• **Problem to solve**: Say how many lines in the following entries include "rough", and add nothing else.
======== Exercise data
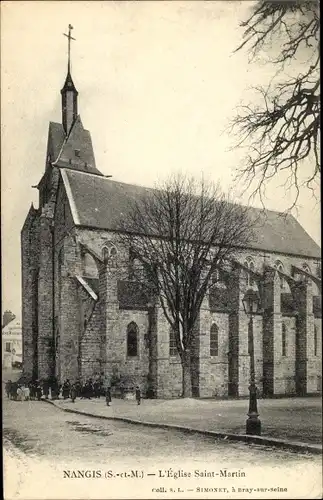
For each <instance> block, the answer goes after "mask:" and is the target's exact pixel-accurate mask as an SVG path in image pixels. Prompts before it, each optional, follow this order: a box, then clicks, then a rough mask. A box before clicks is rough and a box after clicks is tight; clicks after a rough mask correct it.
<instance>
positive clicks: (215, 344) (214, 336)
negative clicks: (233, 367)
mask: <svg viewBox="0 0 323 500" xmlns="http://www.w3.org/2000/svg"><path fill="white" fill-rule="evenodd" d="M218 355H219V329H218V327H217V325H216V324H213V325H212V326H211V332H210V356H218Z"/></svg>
================
======== Exercise data
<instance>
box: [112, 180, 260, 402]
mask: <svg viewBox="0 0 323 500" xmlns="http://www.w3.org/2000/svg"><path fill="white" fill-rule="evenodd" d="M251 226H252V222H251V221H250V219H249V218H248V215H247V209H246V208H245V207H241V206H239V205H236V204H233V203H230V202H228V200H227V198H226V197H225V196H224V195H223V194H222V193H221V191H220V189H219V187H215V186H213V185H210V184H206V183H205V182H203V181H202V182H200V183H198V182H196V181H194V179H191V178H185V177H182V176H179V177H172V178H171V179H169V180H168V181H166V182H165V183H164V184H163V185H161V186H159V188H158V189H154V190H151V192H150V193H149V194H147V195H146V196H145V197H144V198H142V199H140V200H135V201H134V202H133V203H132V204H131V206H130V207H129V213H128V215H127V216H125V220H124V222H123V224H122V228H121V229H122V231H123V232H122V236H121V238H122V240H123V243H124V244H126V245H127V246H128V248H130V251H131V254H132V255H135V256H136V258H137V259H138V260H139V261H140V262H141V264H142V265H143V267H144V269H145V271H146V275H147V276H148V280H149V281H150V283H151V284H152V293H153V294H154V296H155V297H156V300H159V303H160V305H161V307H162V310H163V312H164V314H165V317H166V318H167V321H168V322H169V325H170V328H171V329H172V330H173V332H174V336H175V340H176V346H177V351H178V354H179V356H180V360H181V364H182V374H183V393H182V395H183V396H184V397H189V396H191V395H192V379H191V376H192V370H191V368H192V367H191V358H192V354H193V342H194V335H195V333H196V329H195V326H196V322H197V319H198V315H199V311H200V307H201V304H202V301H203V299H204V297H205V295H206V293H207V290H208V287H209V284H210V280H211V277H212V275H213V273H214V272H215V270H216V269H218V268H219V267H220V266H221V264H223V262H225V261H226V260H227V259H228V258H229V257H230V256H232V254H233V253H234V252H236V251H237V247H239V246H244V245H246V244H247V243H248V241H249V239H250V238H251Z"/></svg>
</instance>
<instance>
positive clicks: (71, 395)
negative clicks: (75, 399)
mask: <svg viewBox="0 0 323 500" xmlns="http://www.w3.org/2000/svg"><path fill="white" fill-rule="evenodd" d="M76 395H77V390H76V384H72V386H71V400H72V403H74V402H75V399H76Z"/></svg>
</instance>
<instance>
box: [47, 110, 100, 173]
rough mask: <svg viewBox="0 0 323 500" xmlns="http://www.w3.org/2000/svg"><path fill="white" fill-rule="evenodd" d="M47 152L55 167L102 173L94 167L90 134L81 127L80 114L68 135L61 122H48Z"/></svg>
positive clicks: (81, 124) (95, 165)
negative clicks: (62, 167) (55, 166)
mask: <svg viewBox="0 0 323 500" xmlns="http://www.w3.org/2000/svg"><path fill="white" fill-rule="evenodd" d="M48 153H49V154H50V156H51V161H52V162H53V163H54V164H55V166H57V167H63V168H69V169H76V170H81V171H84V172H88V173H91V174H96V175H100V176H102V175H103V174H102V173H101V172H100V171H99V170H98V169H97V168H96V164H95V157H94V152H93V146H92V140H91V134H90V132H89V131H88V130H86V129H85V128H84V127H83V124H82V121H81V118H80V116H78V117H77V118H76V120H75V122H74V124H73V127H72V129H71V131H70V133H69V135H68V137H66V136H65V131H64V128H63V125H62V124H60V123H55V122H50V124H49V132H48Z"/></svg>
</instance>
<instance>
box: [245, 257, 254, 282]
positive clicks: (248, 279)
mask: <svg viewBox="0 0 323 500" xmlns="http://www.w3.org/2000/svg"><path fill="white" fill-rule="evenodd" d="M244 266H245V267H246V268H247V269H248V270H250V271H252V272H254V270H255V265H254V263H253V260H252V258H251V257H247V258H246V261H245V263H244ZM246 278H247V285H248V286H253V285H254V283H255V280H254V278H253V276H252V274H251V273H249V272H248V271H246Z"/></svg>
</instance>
================
• **Response to this task**: 2